### Written problem 1
In the Sippulgar review, copy word for word the passage from "There was a" to "the local cults.".
### Written problem 2
Answer these questions from the Sippulgar review:
(a) What does a rating of 4 stars mean?
(b) In which magazine issue was "The Way They Wove the Spells in Sippulgar" published?
(c) What does the man in the story travel to investigate?
### Written problem 3
Continue the Sippulgar review, picking up after its last sentence.

### Text section

5 stars: Completely enjoyable or compelling
4 stars: Good but flawed
3 stars: Average
2 stars: OK
1 star: Did not finish

Reading Challenges

My Kind of Mystery Reading Challenge 2017 February - January 2017-8



The Way They Wove the Spells in Sippulgar: 06/27/11

cover art

There was a time when I was enchanted by everything I read by Robert Silverberg. Over the years though my tastes in books and his approach to writing have drifted apart somewhat. Now I find his science fiction hit or miss.

"The Way They Wove the Spells in Sippulgar" was published in the October / November 2009 issue of Fantasy and Science Fiction. It follows a man on a journey to a far dessert town to investigate the disappearance of his brother-in-law. Sippulgar has always been a place he has wanted to visit so he goes with mixed emotions and is soon enchanted by one of the local cults.

### Supplied material
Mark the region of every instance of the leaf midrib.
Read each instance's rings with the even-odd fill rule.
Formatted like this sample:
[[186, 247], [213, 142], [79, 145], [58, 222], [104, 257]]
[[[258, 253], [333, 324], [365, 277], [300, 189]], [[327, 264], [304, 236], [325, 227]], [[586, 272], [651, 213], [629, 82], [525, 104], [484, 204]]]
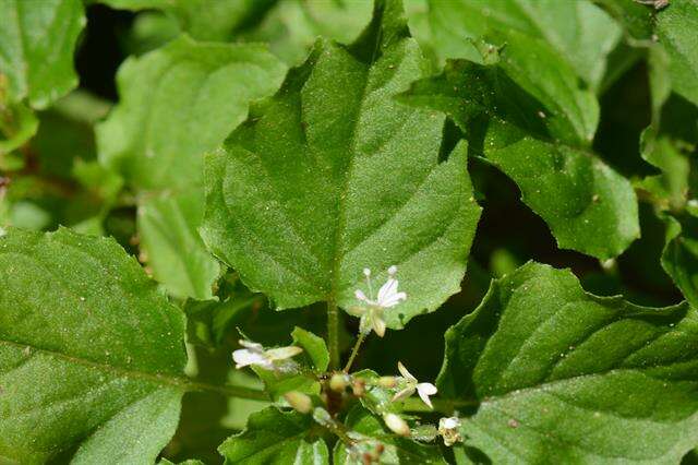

### Exercise result 1
There was a time when I was enchanted by everything I read by Robert Silverberg. Over the years though my tastes in books and his approach to writing have drifted apart somewhat. Now I find his science fiction hit or miss.

"The Way They Wove the Spells in Sippulgar" was published in the October / November 2009 issue of Fantasy and Science Fiction. It follows a man on a journey to a far dessert town to investigate the disappearance of his brother-in-law. Sippulgar has always been a place he has wanted to visit so he goes with mixed emotions and is soon enchanted by one of the local cults.

### Exercise result 2
(a) Good but flawed
(b) The October / November 2009 issue of Fantasy and Science Fiction
(c) The disappearance of his brother-in-law

### Exercise result 3
Silverberg does a wonderful just at creating memorable cities and cultures. Sippulgar on paper reminds me of how Liore is shown in the first episode of Fullmetal Alchemist (either anime version). Liore's a sparkling dessert town in the grips of a cult leader and Sippulgar follows magical beliefs and ancient religions that other parts of Majipoor have left behind.

But... I have problems with Majipoor itself. When I first read Lord Valentine's Castle I didn't notice how massively huge the planet is supposed to be. I only noticed it in a cursory fashion when the action turns to the castle itself which is built in proportions to make the fabled Tower of Babylon seem like a doll house.

Here though the story seems to spend a lot of time describing how big Majipoor is. And yet travel doesn't seem to take much longer than it does here. But Majipoor doesn't have extremely high tech transportation. And all this thought about how things just don't add up geographically got in the way of my enjoyment of the good parts of what happens at Sippulgar.

Three stars.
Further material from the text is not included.